WHAT THE TASK REQUIRES — For the records below, output word for word the lines from the one with "Target: horse mane" up to and including the one with "Target: stork with black wings". No pictures.

Image point grounding data —

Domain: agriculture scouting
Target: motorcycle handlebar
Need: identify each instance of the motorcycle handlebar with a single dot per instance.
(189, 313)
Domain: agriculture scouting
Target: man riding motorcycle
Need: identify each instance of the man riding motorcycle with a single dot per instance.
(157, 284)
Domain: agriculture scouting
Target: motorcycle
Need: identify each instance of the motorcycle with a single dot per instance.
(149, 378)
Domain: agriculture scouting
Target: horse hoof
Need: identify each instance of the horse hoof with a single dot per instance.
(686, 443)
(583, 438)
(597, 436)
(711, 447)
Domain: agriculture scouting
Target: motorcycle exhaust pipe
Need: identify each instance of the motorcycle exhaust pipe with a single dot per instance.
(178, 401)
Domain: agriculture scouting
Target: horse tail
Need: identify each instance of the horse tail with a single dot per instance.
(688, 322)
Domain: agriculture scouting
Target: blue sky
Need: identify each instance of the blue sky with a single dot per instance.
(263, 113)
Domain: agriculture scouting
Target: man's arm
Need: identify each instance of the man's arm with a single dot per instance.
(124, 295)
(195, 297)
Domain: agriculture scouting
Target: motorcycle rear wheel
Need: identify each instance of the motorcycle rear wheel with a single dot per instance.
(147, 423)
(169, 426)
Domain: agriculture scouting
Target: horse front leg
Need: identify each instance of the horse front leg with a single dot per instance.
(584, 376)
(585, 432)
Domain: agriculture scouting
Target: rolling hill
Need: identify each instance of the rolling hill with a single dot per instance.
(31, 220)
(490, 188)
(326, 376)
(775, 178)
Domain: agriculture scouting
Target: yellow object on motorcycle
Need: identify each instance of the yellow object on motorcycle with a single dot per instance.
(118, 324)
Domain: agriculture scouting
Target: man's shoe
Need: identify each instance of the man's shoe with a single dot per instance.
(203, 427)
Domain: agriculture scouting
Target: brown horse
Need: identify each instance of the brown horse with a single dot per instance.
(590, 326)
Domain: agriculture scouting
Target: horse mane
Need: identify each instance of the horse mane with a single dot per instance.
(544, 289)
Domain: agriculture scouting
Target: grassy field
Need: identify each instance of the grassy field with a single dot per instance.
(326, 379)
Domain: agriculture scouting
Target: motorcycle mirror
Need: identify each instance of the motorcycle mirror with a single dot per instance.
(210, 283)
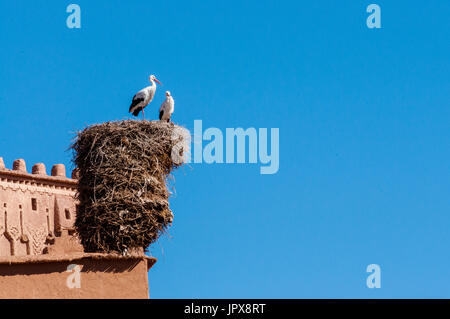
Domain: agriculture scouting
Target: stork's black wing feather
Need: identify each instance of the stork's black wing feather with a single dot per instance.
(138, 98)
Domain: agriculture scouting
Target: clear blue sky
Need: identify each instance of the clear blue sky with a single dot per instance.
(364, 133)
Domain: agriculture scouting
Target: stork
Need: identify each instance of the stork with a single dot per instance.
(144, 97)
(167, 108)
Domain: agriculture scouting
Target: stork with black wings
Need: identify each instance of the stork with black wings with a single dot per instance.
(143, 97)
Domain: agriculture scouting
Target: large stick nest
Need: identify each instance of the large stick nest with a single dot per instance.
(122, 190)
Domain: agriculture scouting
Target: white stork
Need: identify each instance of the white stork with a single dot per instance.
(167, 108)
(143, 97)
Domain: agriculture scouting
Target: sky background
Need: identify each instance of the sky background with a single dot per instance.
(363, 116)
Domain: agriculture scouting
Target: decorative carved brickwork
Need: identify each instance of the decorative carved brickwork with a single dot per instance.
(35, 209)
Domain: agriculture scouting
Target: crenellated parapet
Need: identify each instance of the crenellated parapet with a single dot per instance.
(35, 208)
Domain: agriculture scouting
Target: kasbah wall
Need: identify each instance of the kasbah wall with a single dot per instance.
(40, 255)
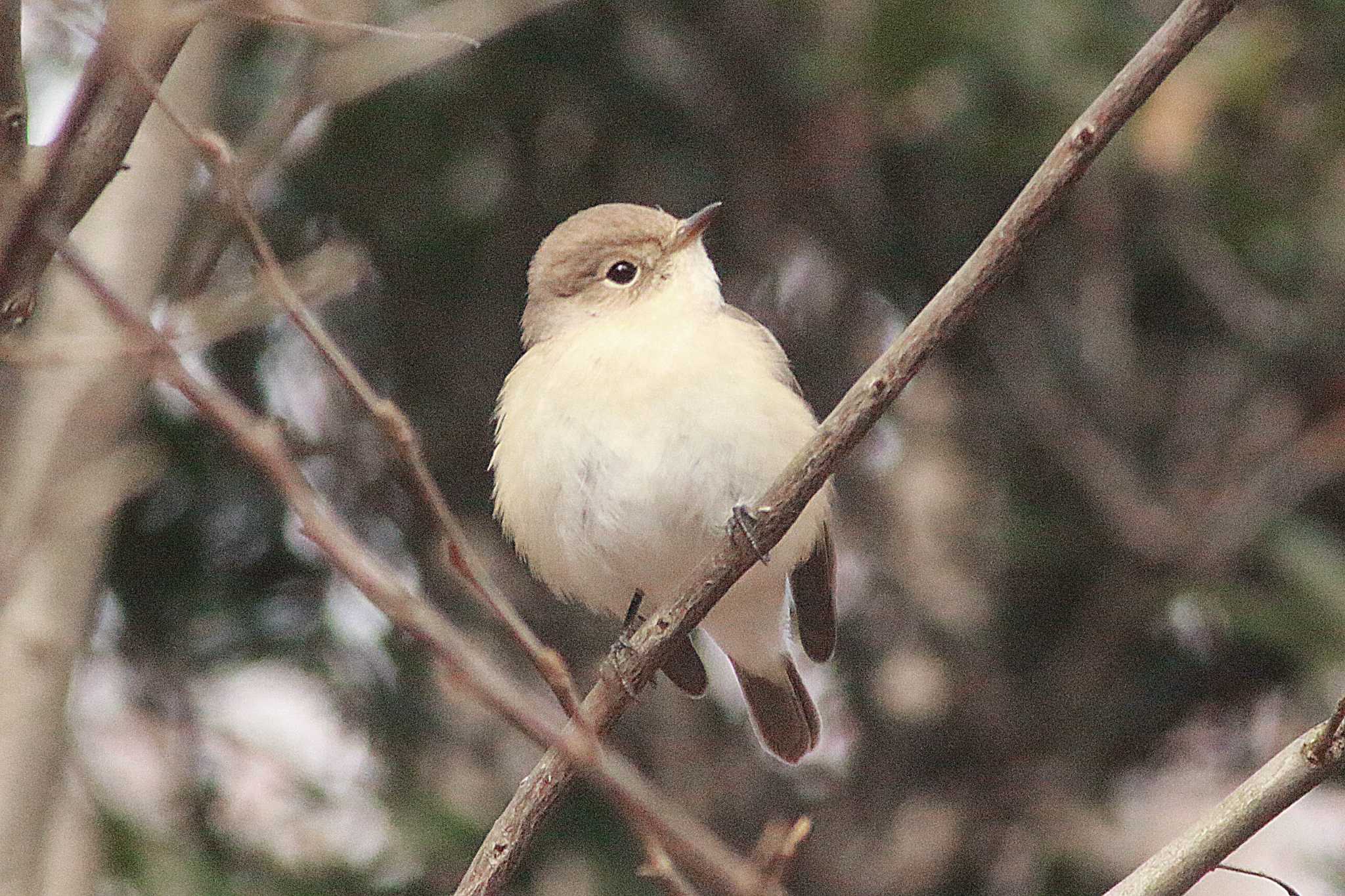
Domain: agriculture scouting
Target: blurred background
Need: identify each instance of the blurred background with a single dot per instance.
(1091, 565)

RESPONSE —
Target: horse mane
Need: identify each instance of the horse mane with a single dot per instance.
(544, 289)
Domain: agriculture scouting
Target: grassy field
Need: identify each instance of the grassy field with a single dot per instance.
(326, 379)
Domain: agriculture scouting
Target: motorcycle mirror
Need: identify each instance of the motorcycle mirror with a single dot per instance.
(210, 283)
Domain: agriculture scouting
Target: stork's black wing feather
Need: identify each instance of the stork's black wing feather with a single dot per instance.
(138, 98)
Domain: agriculture scouting
Target: clear blue sky
Need: identify each instance of the clear blue sky with a single dot per instance.
(364, 133)
Domain: agriculture scouting
Target: stork
Need: identify each instance of the stork with a single dot per instance.
(144, 97)
(167, 108)
Domain: agriculture scouting
Target: stork with black wings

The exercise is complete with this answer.